Repeat the data that follows exactly, starting at the line with "252, row 282." and ending at the line with "516, row 493.", and leave out every picture.

Stored dataset items –
+--

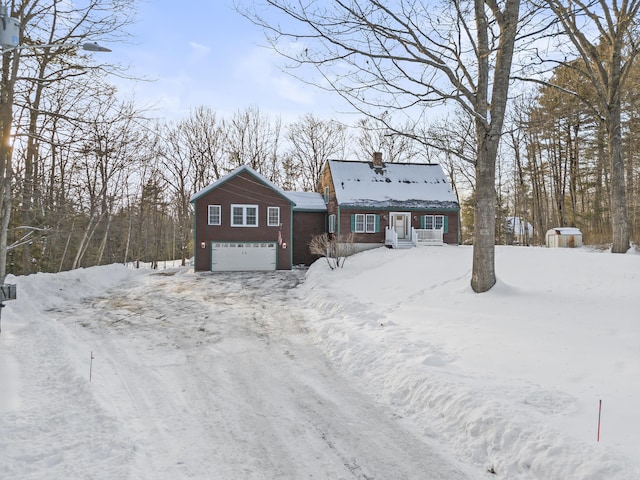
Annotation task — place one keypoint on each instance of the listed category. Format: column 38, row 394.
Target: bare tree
column 374, row 135
column 42, row 23
column 253, row 138
column 604, row 34
column 407, row 55
column 312, row 142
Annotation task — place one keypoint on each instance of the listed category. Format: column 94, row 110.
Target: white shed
column 564, row 237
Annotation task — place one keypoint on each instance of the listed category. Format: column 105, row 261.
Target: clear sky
column 205, row 53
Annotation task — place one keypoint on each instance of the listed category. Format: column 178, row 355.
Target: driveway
column 213, row 376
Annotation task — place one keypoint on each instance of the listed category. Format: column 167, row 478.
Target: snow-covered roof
column 565, row 231
column 401, row 185
column 308, row 201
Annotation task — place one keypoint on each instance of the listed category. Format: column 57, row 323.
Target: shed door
column 243, row 256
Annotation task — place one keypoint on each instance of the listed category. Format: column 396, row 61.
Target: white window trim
column 433, row 218
column 209, row 214
column 269, row 223
column 244, row 215
column 332, row 223
column 370, row 216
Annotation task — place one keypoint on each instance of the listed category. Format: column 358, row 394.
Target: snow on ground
column 510, row 380
column 377, row 370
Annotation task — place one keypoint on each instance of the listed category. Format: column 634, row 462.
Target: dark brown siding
column 243, row 189
column 306, row 225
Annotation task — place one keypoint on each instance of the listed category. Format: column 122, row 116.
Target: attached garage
column 243, row 256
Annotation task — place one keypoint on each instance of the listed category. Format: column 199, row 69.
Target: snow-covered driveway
column 214, row 377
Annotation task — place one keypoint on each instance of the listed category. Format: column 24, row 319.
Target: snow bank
column 508, row 380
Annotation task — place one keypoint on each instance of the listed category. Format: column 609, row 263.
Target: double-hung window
column 215, row 215
column 370, row 223
column 273, row 216
column 435, row 222
column 244, row 215
column 365, row 223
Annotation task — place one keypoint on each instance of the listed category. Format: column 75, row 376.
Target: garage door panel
column 243, row 256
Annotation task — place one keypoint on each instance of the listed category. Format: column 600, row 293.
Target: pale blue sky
column 206, row 53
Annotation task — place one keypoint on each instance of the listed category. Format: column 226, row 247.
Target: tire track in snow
column 216, row 378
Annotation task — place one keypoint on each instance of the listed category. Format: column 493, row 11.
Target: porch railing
column 429, row 237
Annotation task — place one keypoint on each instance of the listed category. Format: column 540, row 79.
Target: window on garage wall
column 273, row 216
column 215, row 217
column 244, row 215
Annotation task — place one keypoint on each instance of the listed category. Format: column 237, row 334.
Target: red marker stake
column 599, row 417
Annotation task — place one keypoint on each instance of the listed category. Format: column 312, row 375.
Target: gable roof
column 301, row 201
column 394, row 185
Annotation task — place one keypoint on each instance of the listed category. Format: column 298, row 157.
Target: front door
column 401, row 224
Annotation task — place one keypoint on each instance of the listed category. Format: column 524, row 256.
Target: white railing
column 390, row 237
column 429, row 237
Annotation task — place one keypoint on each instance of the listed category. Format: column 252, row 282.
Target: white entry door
column 243, row 256
column 401, row 225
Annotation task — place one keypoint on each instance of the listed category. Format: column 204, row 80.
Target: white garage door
column 243, row 256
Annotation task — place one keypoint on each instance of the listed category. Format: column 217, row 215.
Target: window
column 273, row 216
column 332, row 223
column 365, row 223
column 214, row 215
column 428, row 222
column 244, row 215
column 371, row 223
column 435, row 222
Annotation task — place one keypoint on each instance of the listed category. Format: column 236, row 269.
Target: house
column 563, row 237
column 393, row 204
column 245, row 222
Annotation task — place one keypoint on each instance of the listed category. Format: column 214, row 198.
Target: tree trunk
column 619, row 225
column 483, row 275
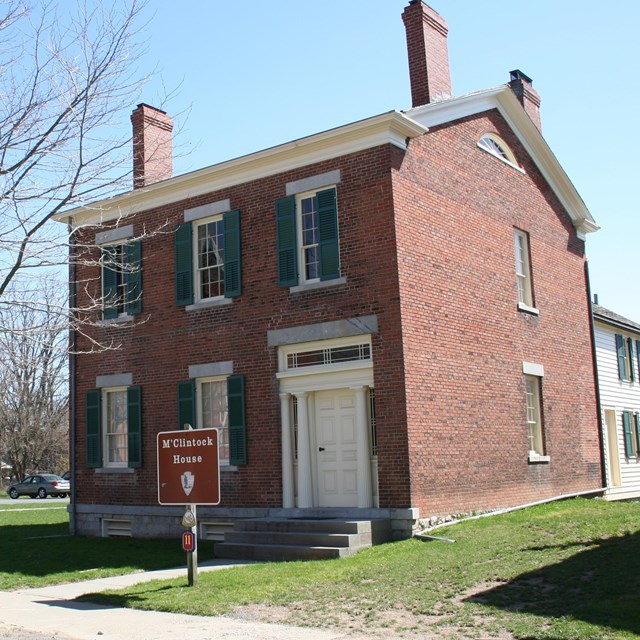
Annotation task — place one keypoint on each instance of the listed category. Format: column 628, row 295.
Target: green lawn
column 565, row 570
column 568, row 569
column 36, row 549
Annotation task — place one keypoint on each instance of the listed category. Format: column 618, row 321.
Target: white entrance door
column 336, row 448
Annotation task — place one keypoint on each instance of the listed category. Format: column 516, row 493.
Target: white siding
column 619, row 396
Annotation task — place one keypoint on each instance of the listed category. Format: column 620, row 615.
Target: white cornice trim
column 388, row 128
column 503, row 99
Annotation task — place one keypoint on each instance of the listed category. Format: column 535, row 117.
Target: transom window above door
column 331, row 355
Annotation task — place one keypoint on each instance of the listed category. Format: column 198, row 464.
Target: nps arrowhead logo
column 188, row 480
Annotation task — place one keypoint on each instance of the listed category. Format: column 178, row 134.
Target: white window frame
column 104, row 426
column 535, row 429
column 523, row 270
column 122, row 266
column 493, row 144
column 300, row 246
column 197, row 271
column 223, row 430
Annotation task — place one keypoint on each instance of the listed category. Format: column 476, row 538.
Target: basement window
column 497, row 147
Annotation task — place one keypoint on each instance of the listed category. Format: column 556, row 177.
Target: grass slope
column 564, row 570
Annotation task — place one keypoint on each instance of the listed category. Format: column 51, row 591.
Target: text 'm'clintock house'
column 385, row 320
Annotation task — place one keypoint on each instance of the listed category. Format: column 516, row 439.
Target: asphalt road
column 35, row 501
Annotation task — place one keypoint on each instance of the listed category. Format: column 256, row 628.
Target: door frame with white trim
column 322, row 370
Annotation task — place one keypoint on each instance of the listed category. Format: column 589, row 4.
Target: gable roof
column 609, row 317
column 505, row 101
column 392, row 127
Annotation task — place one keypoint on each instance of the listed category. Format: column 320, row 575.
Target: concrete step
column 279, row 552
column 297, row 538
column 280, row 539
column 322, row 525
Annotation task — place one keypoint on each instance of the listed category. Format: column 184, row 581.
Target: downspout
column 592, row 330
column 73, row 305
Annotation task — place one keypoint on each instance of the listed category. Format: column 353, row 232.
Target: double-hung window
column 523, row 269
column 208, row 259
column 624, row 353
column 216, row 403
column 535, row 433
column 121, row 279
column 307, row 238
column 114, row 427
column 631, row 432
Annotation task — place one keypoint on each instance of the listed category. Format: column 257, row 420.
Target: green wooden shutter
column 622, row 367
column 187, row 403
column 286, row 236
column 109, row 284
column 134, row 277
column 134, row 426
column 628, row 441
column 328, row 232
column 232, row 255
column 184, row 265
column 237, row 422
column 93, row 431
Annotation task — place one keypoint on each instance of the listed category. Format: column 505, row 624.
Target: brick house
column 617, row 345
column 376, row 317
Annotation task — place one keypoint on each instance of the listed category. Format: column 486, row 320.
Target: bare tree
column 34, row 434
column 67, row 79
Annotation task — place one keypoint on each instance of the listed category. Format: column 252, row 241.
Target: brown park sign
column 188, row 469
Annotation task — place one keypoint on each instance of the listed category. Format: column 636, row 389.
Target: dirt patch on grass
column 397, row 623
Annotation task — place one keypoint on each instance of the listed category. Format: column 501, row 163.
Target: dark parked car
column 40, row 486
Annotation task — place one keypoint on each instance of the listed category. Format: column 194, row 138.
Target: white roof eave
column 503, row 99
column 388, row 128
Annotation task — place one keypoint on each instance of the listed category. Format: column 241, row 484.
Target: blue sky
column 250, row 75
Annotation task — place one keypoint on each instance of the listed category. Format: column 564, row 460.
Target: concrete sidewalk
column 51, row 611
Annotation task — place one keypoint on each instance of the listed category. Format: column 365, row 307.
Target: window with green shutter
column 624, row 353
column 121, row 279
column 630, row 439
column 232, row 255
column 183, row 265
column 237, row 420
column 216, row 402
column 187, row 404
column 208, row 259
column 93, row 431
column 307, row 238
column 328, row 235
column 114, row 435
column 134, row 426
column 286, row 242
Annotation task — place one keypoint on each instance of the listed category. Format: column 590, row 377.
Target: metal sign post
column 189, row 474
column 190, row 521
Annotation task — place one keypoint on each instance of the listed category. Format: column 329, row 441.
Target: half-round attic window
column 496, row 146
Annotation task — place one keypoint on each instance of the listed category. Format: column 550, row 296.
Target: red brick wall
column 448, row 326
column 159, row 351
column 464, row 339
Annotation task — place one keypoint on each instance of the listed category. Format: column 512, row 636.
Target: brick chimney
column 152, row 145
column 428, row 53
column 522, row 86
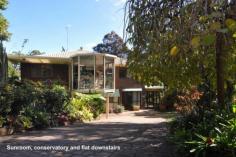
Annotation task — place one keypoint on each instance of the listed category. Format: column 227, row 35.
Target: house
column 86, row 72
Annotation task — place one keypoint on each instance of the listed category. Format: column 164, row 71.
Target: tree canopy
column 183, row 42
column 112, row 44
column 4, row 34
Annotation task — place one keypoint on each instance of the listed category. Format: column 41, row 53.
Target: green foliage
column 3, row 4
column 2, row 121
column 174, row 41
column 79, row 111
column 55, row 98
column 32, row 103
column 118, row 108
column 41, row 120
column 211, row 134
column 24, row 122
column 85, row 107
column 12, row 71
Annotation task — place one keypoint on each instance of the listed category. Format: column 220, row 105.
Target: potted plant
column 136, row 107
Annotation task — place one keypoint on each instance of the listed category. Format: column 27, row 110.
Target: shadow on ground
column 155, row 114
column 134, row 140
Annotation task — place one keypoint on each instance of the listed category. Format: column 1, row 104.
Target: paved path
column 130, row 134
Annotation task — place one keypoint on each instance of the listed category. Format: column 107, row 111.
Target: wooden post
column 107, row 106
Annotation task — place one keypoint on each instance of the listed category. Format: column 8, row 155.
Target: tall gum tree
column 183, row 42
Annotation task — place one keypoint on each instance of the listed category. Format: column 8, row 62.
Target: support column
column 107, row 106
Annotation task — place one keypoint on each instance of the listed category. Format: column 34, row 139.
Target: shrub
column 214, row 134
column 41, row 120
column 23, row 122
column 85, row 107
column 118, row 109
column 77, row 110
column 6, row 95
column 55, row 97
column 2, row 121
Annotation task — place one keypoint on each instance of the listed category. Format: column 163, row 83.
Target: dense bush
column 200, row 131
column 118, row 108
column 26, row 104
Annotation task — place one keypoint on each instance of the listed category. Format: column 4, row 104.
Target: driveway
column 130, row 134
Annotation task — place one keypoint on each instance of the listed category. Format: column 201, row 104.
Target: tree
column 35, row 52
column 112, row 44
column 4, row 35
column 183, row 42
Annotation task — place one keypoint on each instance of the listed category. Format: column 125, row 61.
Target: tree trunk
column 220, row 70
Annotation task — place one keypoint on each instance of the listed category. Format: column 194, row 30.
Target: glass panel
column 75, row 76
column 136, row 98
column 99, row 77
column 86, row 72
column 109, row 73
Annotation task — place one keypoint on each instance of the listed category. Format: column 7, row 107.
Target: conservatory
column 93, row 72
column 80, row 70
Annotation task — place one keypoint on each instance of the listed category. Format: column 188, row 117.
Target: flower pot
column 136, row 107
column 162, row 107
column 6, row 131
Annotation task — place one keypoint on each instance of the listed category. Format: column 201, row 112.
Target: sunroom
column 83, row 71
column 93, row 72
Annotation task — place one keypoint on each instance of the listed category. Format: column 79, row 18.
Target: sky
column 44, row 22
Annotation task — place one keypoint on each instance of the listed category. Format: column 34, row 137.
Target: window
column 86, row 72
column 99, row 76
column 41, row 71
column 109, row 66
column 123, row 72
column 46, row 71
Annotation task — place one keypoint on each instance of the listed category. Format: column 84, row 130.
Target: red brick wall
column 59, row 72
column 122, row 83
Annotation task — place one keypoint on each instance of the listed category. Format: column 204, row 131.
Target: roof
column 153, row 87
column 57, row 58
column 37, row 59
column 120, row 61
column 74, row 53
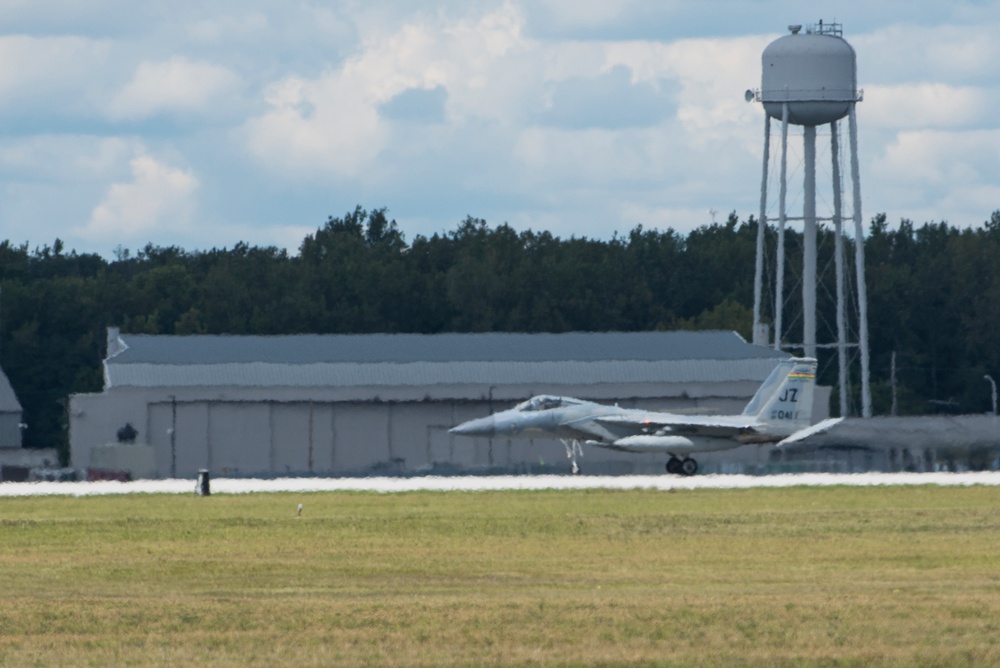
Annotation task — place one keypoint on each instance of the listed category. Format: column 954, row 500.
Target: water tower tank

+--

Exercise output –
Annotation task — place one keypoint on each instance of the listed category. Format: column 252, row 282.
Target: white entry door
column 243, row 256
column 401, row 225
Annotation task — place one keypoint on each instance of the listed category. Format: column 204, row 80.
Target: white garage door
column 243, row 256
Annotation task — place one keypoint on each instance of the listed category. Format: column 217, row 215.
Target: window
column 273, row 216
column 332, row 223
column 365, row 223
column 214, row 215
column 428, row 222
column 244, row 215
column 371, row 223
column 435, row 222
Annotation task — place one keypoint on each instance of the listed category. Format: column 236, row 269.
Target: house
column 563, row 237
column 393, row 204
column 245, row 222
Annotation task — place one keypoint on each instance of the listed category. Format: column 214, row 198.
Target: tree trunk
column 619, row 225
column 483, row 275
Annotation task — place one keypoint on each instance of the listed category. Format: column 628, row 295.
Target: green lawn
column 565, row 570
column 568, row 569
column 36, row 549
Annotation task — place one keypoint on each instance of the listed category. Format: column 618, row 321.
Target: white entrance door
column 336, row 448
Annotation task — place one keypoint on each instance of the listed category. Format: column 516, row 493.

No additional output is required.